Data:
_ _ _
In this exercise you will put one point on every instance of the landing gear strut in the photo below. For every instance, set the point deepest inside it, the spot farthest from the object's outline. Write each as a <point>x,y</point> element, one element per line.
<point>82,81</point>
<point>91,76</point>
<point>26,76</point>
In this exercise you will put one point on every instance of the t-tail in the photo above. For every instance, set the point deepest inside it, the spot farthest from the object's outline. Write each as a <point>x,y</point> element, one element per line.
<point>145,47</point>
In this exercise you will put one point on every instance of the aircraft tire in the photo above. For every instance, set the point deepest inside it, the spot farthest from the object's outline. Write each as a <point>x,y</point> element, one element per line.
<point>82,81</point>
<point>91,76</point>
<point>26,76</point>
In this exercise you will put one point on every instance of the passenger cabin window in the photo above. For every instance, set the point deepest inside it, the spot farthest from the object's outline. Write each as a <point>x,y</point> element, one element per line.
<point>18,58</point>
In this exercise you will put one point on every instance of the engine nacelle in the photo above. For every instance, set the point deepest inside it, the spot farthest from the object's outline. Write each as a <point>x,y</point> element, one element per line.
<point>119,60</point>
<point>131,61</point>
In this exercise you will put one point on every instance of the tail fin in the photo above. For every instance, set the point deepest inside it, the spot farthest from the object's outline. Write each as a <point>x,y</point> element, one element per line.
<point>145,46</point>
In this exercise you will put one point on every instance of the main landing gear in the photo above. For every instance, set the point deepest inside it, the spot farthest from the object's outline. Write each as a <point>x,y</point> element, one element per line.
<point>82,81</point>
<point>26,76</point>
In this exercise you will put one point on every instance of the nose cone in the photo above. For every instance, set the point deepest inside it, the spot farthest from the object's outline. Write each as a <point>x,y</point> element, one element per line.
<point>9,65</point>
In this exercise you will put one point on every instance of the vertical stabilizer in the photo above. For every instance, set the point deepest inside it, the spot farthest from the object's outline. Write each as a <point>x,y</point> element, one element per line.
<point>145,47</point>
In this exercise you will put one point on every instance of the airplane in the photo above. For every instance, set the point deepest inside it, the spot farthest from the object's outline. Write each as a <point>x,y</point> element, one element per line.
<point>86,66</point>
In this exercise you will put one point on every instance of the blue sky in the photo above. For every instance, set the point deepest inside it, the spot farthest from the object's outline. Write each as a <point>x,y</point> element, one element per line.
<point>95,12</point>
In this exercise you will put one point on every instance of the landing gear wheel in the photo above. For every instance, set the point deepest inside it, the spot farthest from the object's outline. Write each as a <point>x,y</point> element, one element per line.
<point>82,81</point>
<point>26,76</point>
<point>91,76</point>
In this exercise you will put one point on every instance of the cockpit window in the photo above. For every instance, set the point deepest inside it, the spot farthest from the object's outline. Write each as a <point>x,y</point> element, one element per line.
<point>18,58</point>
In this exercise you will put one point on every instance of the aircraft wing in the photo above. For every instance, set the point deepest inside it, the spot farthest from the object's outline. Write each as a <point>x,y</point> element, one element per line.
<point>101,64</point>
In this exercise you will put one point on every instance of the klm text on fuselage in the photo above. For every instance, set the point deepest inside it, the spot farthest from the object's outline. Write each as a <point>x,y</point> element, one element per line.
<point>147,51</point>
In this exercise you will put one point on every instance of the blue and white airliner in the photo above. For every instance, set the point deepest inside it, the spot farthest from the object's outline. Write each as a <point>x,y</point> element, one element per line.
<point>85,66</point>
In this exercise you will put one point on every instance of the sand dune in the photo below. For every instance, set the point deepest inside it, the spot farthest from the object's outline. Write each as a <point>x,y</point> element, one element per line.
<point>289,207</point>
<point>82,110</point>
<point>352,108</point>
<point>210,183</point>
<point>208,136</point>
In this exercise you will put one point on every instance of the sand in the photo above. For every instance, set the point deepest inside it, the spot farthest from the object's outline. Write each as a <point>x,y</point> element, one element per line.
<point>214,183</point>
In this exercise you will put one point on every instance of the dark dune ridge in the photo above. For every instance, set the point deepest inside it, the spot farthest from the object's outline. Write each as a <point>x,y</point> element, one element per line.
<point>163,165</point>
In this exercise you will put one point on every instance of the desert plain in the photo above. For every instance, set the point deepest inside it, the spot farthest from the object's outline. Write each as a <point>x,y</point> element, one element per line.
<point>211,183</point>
_ _ _
How to complete this task:
Every line in the material must be retyped exactly, with none omitted.

Response to the task:
In this exercise you will put one point on every instance of the landing gear strut in the photo below. For every instance, set the point deepest inside it, the spot farthest from the object's outline. Write each as a <point>x,y</point> element, one element per line.
<point>82,81</point>
<point>91,76</point>
<point>26,76</point>
In this exercise you will put one point on every instance of the t-tail in the photo above. For every instance, set the point deepest inside it, the spot farthest from the object's outline. Write each as a <point>x,y</point> element, one element per line.
<point>145,47</point>
In this exercise you will put one point on every instance of the aircraft tire in the photo above. For every instance, set the point deepest inside it, the spot farthest from the object's outline. Write each as a <point>x,y</point> element, one element per line.
<point>82,81</point>
<point>91,76</point>
<point>26,76</point>
In this exercise you will put one point on every instance of the passenger cabin window in the photo above. For every instance, set the point deepest inside it, the spot farthest from the object's outline. Write each as a <point>x,y</point> element, one element per line.
<point>18,58</point>
In this exercise you will put one point on every instance of the engine nacelle in the photo above. For every instance, set the point deepest inside it, the spot farthest from the object's outline. Write each as a <point>x,y</point> element, one element per line.
<point>119,60</point>
<point>131,61</point>
In this exercise you will put one point on every instance of the tail fin in the photo above. For every instance, set the point deepest inside it, the spot farthest from the object's outline. Write each as a <point>x,y</point> element, one element per line.
<point>145,46</point>
In this exercise you will put one point on every instance of the main landing gear in the photo above. For every instance, set the point deepest inside it, the spot farthest from the object's outline. Write each as a <point>x,y</point> element, one element per line.
<point>82,81</point>
<point>26,76</point>
In this exercise you will put one point on every instance of the nose cone in the photo above. For every instance, set the point deepest inside it, the spot farthest from the object's outline. Write each as a <point>x,y</point> element, one element per line.
<point>9,65</point>
In this exercise you will put one point on every instance of the vertical stabilizer in the photo above. For every instance, set the point deepest inside it, the spot farthest from the object's outline. Write each as a <point>x,y</point> element, one element per line.
<point>145,47</point>
In this exercise you will put one point on every instance of the airplane in the photo above. For every instance, set the point deepest inside it, the spot farthest from the object's outline. Write each as a <point>x,y</point> element, one element per line.
<point>86,66</point>
In this exercise you will put one point on every instance of the blue sky in the photo above. For every instance, set the point deepest inside it, the spot farthest from the object's outline. Write each as a <point>x,y</point> element, one element per line.
<point>95,12</point>
In this exercise you will put one point on every instance of the landing gear wheel in the photo above. For every instance, set the point deepest inside it, the spot farthest from the object's outline. Write each as a <point>x,y</point> element, one element per line.
<point>82,81</point>
<point>26,76</point>
<point>91,76</point>
In this exercise you will put one point on every instance of the cockpit window in the photo above. For every instance, set the point deepest inside it, the spot farthest from the object's outline. Write each as a <point>x,y</point> element, one element per line.
<point>18,58</point>
In this exercise you will put one point on every instance of the aircraft wing in the photo above. For every instance, set the point deepest inside it, the spot farthest from the object's outline. Write each as a <point>x,y</point> element, one element per line.
<point>101,64</point>
In this exercise you will put one point on every instance of the klm text on fuselage in the photo above. For every instance, set the point deepest inside it, the spot farthest from the object's outline. Write each as a <point>x,y</point> element, one element per line.
<point>147,51</point>
In this exercise you will put one point on every instance of the blue and white airliner in the photo above. For every instance, set the point deepest inside it, the spot farthest from the object's outline. Write each as a <point>x,y</point> element, one element per line.
<point>85,66</point>
In this exercise you will put one point on every instance of the sand dune in the photo below. For every instance, set the point deepest inside it, the spot farthest from the object's outline. Write each as a <point>x,y</point> element, one element per line.
<point>289,207</point>
<point>82,110</point>
<point>352,108</point>
<point>210,183</point>
<point>208,136</point>
In this exercise you will put one point on every instance of the sand in the photo above. For every instance, set the point deepest inside it, the spot farthest from the object's outline. Write each as a <point>x,y</point> element, one element per line.
<point>214,183</point>
In this exercise you will put one point on every instance of the dark dune ridge in the photo above. For every instance, set the point deepest inside it, the spot farthest from the object's outline. Write each as a <point>x,y</point> element, one element per line.
<point>163,165</point>
In this exercise you will put one point on every instance of the desert plain in the photo above. For every instance, set the point deepest inside it, the spot farthest from the object's outline. Write each as a <point>x,y</point> element, one element per line.
<point>211,183</point>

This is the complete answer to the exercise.